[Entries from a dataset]
---------------
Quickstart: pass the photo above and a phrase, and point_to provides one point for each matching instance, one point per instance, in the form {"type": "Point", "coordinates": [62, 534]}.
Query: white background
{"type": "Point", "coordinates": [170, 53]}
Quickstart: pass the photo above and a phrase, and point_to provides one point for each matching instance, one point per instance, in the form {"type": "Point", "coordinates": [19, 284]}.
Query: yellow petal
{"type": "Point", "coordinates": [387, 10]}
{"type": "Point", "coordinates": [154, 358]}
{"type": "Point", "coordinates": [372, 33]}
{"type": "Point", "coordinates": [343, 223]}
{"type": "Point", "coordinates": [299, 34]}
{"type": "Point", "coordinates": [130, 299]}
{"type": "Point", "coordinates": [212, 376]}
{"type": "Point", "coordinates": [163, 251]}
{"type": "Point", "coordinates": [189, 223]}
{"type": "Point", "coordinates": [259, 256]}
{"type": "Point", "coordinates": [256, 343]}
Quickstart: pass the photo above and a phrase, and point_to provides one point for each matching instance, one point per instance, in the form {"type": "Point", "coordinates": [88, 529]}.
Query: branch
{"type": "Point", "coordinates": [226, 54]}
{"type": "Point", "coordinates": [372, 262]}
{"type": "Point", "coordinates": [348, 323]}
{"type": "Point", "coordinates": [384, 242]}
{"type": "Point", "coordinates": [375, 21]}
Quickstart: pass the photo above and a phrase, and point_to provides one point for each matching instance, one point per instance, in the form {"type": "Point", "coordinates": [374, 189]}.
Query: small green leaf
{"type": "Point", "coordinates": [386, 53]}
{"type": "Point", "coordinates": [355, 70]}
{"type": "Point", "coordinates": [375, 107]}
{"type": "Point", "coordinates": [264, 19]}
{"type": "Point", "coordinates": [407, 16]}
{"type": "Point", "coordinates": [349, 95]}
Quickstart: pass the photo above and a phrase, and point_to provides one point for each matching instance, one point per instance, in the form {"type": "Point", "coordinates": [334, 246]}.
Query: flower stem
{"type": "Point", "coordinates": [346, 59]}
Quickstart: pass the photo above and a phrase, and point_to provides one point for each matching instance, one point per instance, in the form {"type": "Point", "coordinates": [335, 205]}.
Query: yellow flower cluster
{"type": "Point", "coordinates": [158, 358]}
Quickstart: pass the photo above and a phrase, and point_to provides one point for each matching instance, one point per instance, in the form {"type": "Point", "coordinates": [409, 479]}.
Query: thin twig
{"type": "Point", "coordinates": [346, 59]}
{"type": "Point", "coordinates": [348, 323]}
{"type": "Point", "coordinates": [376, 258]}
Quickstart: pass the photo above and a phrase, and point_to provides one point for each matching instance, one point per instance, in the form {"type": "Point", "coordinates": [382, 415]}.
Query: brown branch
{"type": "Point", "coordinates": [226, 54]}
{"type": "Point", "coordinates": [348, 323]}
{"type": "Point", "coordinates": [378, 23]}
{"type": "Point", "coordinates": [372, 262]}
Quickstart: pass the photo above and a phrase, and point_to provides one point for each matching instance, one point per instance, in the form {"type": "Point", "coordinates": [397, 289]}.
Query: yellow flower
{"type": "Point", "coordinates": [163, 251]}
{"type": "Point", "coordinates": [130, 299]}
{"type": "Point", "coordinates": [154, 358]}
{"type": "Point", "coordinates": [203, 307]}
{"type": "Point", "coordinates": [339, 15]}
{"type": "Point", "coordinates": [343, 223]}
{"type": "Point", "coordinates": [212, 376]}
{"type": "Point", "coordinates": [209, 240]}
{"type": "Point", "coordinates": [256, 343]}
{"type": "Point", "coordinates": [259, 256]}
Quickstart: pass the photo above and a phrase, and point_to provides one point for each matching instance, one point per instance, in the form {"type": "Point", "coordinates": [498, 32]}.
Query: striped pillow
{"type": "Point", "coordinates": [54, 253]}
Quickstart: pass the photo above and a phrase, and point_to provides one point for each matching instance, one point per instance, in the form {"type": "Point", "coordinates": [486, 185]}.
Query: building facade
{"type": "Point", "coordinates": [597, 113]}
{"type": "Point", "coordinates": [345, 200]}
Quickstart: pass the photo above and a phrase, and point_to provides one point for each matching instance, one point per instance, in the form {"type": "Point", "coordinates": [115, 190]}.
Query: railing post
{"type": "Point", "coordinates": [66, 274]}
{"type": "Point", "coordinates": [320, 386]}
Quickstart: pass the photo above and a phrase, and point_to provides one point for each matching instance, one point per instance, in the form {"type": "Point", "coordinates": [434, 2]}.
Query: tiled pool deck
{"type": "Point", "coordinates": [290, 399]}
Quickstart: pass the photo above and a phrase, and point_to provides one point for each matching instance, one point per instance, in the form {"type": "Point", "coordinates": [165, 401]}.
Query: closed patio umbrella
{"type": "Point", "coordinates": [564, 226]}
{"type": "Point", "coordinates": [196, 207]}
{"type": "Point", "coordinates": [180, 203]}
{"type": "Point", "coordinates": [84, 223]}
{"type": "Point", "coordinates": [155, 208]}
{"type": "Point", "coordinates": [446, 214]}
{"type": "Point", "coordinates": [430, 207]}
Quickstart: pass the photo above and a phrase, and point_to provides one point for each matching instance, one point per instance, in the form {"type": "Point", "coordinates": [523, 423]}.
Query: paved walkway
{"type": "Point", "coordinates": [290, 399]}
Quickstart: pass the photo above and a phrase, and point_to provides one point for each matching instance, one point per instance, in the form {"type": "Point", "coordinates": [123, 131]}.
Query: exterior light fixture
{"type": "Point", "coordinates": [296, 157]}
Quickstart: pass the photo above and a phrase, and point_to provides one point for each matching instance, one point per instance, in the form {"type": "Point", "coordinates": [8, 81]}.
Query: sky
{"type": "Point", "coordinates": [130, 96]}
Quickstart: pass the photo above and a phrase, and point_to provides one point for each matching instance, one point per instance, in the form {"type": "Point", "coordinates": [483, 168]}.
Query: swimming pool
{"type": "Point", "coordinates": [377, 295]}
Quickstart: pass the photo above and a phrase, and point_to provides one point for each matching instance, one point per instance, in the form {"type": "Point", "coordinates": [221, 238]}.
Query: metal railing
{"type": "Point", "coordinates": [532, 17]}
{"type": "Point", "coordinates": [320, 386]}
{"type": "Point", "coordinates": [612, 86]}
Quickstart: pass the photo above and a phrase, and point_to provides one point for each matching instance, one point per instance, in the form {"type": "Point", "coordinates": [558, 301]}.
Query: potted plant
---------------
Repeat every line of the material exactly as given.

Quickstart: pass the photo above and a phrase, and point_to provides one point for each matching instance, one point per instance, in the form {"type": "Point", "coordinates": [62, 534]}.
Query: white background
{"type": "Point", "coordinates": [170, 53]}
Quickstart: pass the photo above and a phrase, and point_to provides one point for each matching instance, one point per instance, in the form {"type": "Point", "coordinates": [19, 284]}.
Query: yellow petal
{"type": "Point", "coordinates": [387, 10]}
{"type": "Point", "coordinates": [154, 358]}
{"type": "Point", "coordinates": [372, 33]}
{"type": "Point", "coordinates": [343, 223]}
{"type": "Point", "coordinates": [299, 34]}
{"type": "Point", "coordinates": [130, 299]}
{"type": "Point", "coordinates": [212, 376]}
{"type": "Point", "coordinates": [163, 251]}
{"type": "Point", "coordinates": [189, 223]}
{"type": "Point", "coordinates": [259, 256]}
{"type": "Point", "coordinates": [256, 343]}
Quickstart: pass the photo above and a phrase, and point_to provides one point for each matching instance, one point per instance, in the form {"type": "Point", "coordinates": [88, 529]}.
Query: branch
{"type": "Point", "coordinates": [226, 54]}
{"type": "Point", "coordinates": [372, 262]}
{"type": "Point", "coordinates": [348, 323]}
{"type": "Point", "coordinates": [384, 242]}
{"type": "Point", "coordinates": [375, 21]}
Quickstart: pass the photo above and a phrase, and point_to provides one point for each matching instance, one point per instance, in the form {"type": "Point", "coordinates": [374, 189]}.
Query: small green leaf
{"type": "Point", "coordinates": [386, 53]}
{"type": "Point", "coordinates": [355, 70]}
{"type": "Point", "coordinates": [375, 107]}
{"type": "Point", "coordinates": [264, 19]}
{"type": "Point", "coordinates": [407, 16]}
{"type": "Point", "coordinates": [349, 95]}
Quickstart: pass the photo above and a phrase, and point_to provides one point for each matching instance, one point per instance, in the form {"type": "Point", "coordinates": [334, 246]}.
Query: flower stem
{"type": "Point", "coordinates": [346, 59]}
Quickstart: pass the photo above and a phrase, and point_to provides one point for each matching instance, one point per instance, in the form {"type": "Point", "coordinates": [335, 205]}.
Query: yellow flower cluster
{"type": "Point", "coordinates": [158, 358]}
Quickstart: pass the photo above and a phrase, and point_to provides one point for each matching instance, one point per instance, in the form {"type": "Point", "coordinates": [409, 479]}.
Query: thin twig
{"type": "Point", "coordinates": [346, 59]}
{"type": "Point", "coordinates": [348, 323]}
{"type": "Point", "coordinates": [376, 258]}
Quickstart: pass the photo above and a phrase, and point_to provides one point for each matching instance, one point per instance, in the form {"type": "Point", "coordinates": [382, 415]}.
Query: brown branch
{"type": "Point", "coordinates": [226, 54]}
{"type": "Point", "coordinates": [348, 323]}
{"type": "Point", "coordinates": [378, 23]}
{"type": "Point", "coordinates": [372, 262]}
Quickstart: pass the photo above and a phrase, and point_to provides one point for each matching instance, one point per instance, in the form {"type": "Point", "coordinates": [397, 289]}.
Query: yellow flower
{"type": "Point", "coordinates": [163, 251]}
{"type": "Point", "coordinates": [130, 299]}
{"type": "Point", "coordinates": [154, 358]}
{"type": "Point", "coordinates": [203, 307]}
{"type": "Point", "coordinates": [339, 15]}
{"type": "Point", "coordinates": [343, 223]}
{"type": "Point", "coordinates": [212, 376]}
{"type": "Point", "coordinates": [209, 240]}
{"type": "Point", "coordinates": [256, 343]}
{"type": "Point", "coordinates": [259, 256]}
Quickstart: pass the photo above and a phrase, and point_to provides one point for each matching instance, one point per instance, in the form {"type": "Point", "coordinates": [498, 32]}.
Query: striped pillow
{"type": "Point", "coordinates": [54, 253]}
Quickstart: pass the photo above and a phrase, and point_to provides one point for each matching instance, one point per instance, in the form {"type": "Point", "coordinates": [486, 185]}.
Query: building facade
{"type": "Point", "coordinates": [597, 113]}
{"type": "Point", "coordinates": [345, 200]}
Quickstart: pass the photo above and a phrase, and point_to provides one point for each matching instance, one point per instance, in the form {"type": "Point", "coordinates": [115, 190]}.
Query: railing post
{"type": "Point", "coordinates": [66, 274]}
{"type": "Point", "coordinates": [320, 386]}
Quickstart: pass the photo above and a phrase, and point_to provides one point for each matching instance, one point per instance, in the form {"type": "Point", "coordinates": [434, 2]}.
Query: tiled pool deck
{"type": "Point", "coordinates": [290, 399]}
Quickstart: pass the photo above and a phrase, and point_to provides one point for each matching instance, one point per instance, in the form {"type": "Point", "coordinates": [165, 401]}.
Query: closed patio umbrella
{"type": "Point", "coordinates": [564, 226]}
{"type": "Point", "coordinates": [196, 207]}
{"type": "Point", "coordinates": [180, 203]}
{"type": "Point", "coordinates": [84, 223]}
{"type": "Point", "coordinates": [155, 208]}
{"type": "Point", "coordinates": [446, 214]}
{"type": "Point", "coordinates": [430, 207]}
Quickstart: pass the photo above and a phrase, and point_to provides one point for each matching instance, one point per instance, in the form {"type": "Point", "coordinates": [523, 423]}.
Query: paved walkway
{"type": "Point", "coordinates": [290, 399]}
Quickstart: pass the photo above and a phrase, and point_to provides one point for each matching instance, one point per instance, in the form {"type": "Point", "coordinates": [123, 131]}.
Query: exterior light fixture
{"type": "Point", "coordinates": [296, 157]}
Quickstart: pass the photo above and a phrase, and point_to provides one point for each matching instance, one point per instance, in the form {"type": "Point", "coordinates": [8, 81]}.
Query: sky
{"type": "Point", "coordinates": [130, 96]}
Quickstart: pass the photo above and a phrase, and point_to provides one point for each matching instance, one point per instance, in the form {"type": "Point", "coordinates": [483, 168]}.
Query: swimming pool
{"type": "Point", "coordinates": [377, 295]}
Quickstart: pass the photo above and a phrase, and point_to provides one point for each matching instance, one point per instance, in the form {"type": "Point", "coordinates": [221, 238]}.
Query: metal railing
{"type": "Point", "coordinates": [532, 17]}
{"type": "Point", "coordinates": [320, 386]}
{"type": "Point", "coordinates": [612, 86]}
Quickstart: pass the photo above and a phrase, and point_to provides one point for each matching instance, one point per instance, in the form {"type": "Point", "coordinates": [558, 301]}.
Query: potted plant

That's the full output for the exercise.